TASK DIRECTIONS:
Copy out all the records again with "photograph" replaced by "image" and nothing else changed, leaving out the pictures.

(Box annotations for photos)

+++++

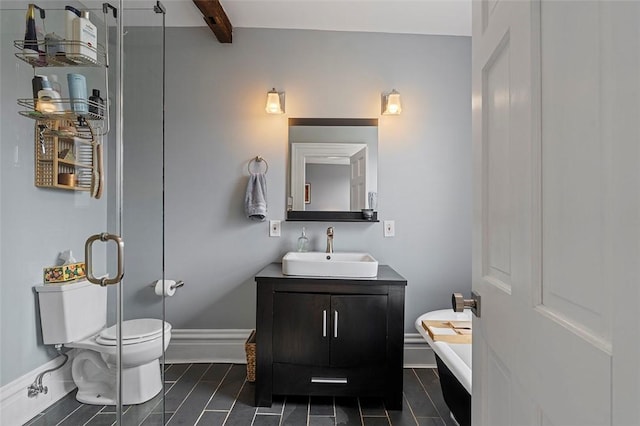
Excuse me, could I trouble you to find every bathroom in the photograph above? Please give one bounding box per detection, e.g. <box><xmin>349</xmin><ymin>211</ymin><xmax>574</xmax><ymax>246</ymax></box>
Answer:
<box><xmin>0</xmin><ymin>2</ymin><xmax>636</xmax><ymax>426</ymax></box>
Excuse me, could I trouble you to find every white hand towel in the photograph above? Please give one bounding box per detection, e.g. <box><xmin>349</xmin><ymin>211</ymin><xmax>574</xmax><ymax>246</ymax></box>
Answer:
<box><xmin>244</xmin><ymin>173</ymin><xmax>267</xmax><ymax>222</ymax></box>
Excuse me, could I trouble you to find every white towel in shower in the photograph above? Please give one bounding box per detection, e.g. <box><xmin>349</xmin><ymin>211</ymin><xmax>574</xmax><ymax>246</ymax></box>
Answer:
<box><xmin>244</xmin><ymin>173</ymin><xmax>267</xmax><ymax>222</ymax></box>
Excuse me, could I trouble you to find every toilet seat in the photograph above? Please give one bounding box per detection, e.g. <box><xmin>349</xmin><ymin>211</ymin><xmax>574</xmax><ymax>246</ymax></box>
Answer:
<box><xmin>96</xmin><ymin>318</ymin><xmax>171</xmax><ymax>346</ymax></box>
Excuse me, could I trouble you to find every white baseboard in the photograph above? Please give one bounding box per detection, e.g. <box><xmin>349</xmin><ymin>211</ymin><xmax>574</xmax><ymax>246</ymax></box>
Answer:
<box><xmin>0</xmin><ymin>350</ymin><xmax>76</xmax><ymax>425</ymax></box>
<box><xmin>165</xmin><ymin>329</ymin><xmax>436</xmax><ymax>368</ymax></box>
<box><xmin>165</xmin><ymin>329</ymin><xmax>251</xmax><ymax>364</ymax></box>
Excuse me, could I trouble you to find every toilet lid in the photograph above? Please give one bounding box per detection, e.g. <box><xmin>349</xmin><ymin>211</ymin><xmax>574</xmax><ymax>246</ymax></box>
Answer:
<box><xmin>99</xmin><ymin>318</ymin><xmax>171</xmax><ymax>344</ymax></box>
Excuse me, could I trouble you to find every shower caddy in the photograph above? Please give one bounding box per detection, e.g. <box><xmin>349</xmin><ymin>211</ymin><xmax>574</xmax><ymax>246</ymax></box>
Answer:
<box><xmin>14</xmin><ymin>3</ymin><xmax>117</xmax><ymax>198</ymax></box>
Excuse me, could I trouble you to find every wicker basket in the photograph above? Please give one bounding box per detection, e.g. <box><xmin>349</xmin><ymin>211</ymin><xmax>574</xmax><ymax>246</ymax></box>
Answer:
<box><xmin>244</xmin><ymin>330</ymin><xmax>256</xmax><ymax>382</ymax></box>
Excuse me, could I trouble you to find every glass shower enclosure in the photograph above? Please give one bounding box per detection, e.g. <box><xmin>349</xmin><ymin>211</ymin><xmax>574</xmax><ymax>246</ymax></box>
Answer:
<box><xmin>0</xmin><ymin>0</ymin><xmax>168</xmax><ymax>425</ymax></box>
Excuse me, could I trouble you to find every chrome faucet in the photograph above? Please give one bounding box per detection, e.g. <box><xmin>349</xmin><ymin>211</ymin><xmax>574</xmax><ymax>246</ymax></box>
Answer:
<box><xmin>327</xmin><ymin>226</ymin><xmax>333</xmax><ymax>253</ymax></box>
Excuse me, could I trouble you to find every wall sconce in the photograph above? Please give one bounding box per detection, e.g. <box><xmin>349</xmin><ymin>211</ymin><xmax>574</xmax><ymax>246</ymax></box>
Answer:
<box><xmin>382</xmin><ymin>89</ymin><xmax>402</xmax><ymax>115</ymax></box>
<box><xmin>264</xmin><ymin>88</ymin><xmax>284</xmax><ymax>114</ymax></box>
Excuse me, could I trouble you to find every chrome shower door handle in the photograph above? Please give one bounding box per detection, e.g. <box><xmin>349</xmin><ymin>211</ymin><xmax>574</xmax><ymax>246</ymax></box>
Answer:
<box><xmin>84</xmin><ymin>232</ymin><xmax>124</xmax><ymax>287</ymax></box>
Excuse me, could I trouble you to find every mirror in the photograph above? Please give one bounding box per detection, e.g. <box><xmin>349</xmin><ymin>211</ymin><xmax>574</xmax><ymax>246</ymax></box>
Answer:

+++++

TASK RESULT:
Excuse me, could I trouble you to find every bathroom in the image above? Please give one bounding box per detection, e.g. <box><xmin>349</xmin><ymin>211</ymin><xmax>574</xmax><ymax>246</ymax></box>
Answer:
<box><xmin>0</xmin><ymin>2</ymin><xmax>636</xmax><ymax>426</ymax></box>
Excuse me, could I trouble you to find every white hand towel in the image above? Please give one bounding box per detection, e.g. <box><xmin>349</xmin><ymin>211</ymin><xmax>574</xmax><ymax>246</ymax></box>
Answer:
<box><xmin>244</xmin><ymin>173</ymin><xmax>267</xmax><ymax>222</ymax></box>
Excuse me, could I trouble you to find every white towel in shower in the image above? Please give one bounding box per detection, e.g. <box><xmin>349</xmin><ymin>211</ymin><xmax>574</xmax><ymax>246</ymax></box>
Answer:
<box><xmin>244</xmin><ymin>173</ymin><xmax>267</xmax><ymax>222</ymax></box>
Excuse me, could I trouble you to find every toilet seat in the image above? Please give one bounding box per detection, e.g. <box><xmin>349</xmin><ymin>211</ymin><xmax>574</xmax><ymax>246</ymax></box>
Answer:
<box><xmin>96</xmin><ymin>318</ymin><xmax>171</xmax><ymax>346</ymax></box>
Excuse me, could I trouble you to find every white baseboard in the image above? Please give one bounding box per detection, e.g. <box><xmin>349</xmin><ymin>211</ymin><xmax>574</xmax><ymax>246</ymax></box>
Answer:
<box><xmin>0</xmin><ymin>350</ymin><xmax>76</xmax><ymax>425</ymax></box>
<box><xmin>165</xmin><ymin>329</ymin><xmax>436</xmax><ymax>368</ymax></box>
<box><xmin>165</xmin><ymin>329</ymin><xmax>251</xmax><ymax>364</ymax></box>
Excuse me, could I trouble you to find every toilet lid in the image above? Please give one bounding box per detection, e.g. <box><xmin>349</xmin><ymin>211</ymin><xmax>574</xmax><ymax>246</ymax></box>
Answer:
<box><xmin>99</xmin><ymin>318</ymin><xmax>171</xmax><ymax>344</ymax></box>
Excuse me, could I trouble you to find every shower caddy in the image above? Please give one bounding box per detection, e.g. <box><xmin>349</xmin><ymin>211</ymin><xmax>574</xmax><ymax>246</ymax></box>
Answer:
<box><xmin>14</xmin><ymin>3</ymin><xmax>117</xmax><ymax>198</ymax></box>
Excuse me, could I trouble you to find every wicker basket in the image above? Please give one bounding box per detection, e.g. <box><xmin>349</xmin><ymin>211</ymin><xmax>574</xmax><ymax>246</ymax></box>
Answer:
<box><xmin>244</xmin><ymin>330</ymin><xmax>256</xmax><ymax>382</ymax></box>
Excuse me, could I trouble you to find every glass shower enclosure in the image above? Please give one bounding box per detection, e.g. <box><xmin>349</xmin><ymin>211</ymin><xmax>574</xmax><ymax>246</ymax></box>
Answer:
<box><xmin>0</xmin><ymin>0</ymin><xmax>168</xmax><ymax>425</ymax></box>
Excuse me, could I trouble you to find every chrome faucet in the image above? Please give one bounding box per detection, e.g. <box><xmin>349</xmin><ymin>211</ymin><xmax>574</xmax><ymax>246</ymax></box>
Answer:
<box><xmin>327</xmin><ymin>226</ymin><xmax>333</xmax><ymax>253</ymax></box>
Excuse me, could I trouble you to find every wall sconce in the image above? Please give one bounding box per detection, e.g. <box><xmin>349</xmin><ymin>211</ymin><xmax>574</xmax><ymax>246</ymax></box>
Answer:
<box><xmin>382</xmin><ymin>89</ymin><xmax>402</xmax><ymax>115</ymax></box>
<box><xmin>264</xmin><ymin>88</ymin><xmax>284</xmax><ymax>114</ymax></box>
Excuse me, could I trouble you to find every chrome shower door handle in the image above? Please give one bounding box per detection, e.g. <box><xmin>349</xmin><ymin>211</ymin><xmax>574</xmax><ymax>246</ymax></box>
Answer:
<box><xmin>84</xmin><ymin>232</ymin><xmax>124</xmax><ymax>287</ymax></box>
Excuse me, could I trouble you to find every mirror in the image above? Please give one bounding box per detection, e.g. <box><xmin>349</xmin><ymin>211</ymin><xmax>574</xmax><ymax>246</ymax></box>
Answer:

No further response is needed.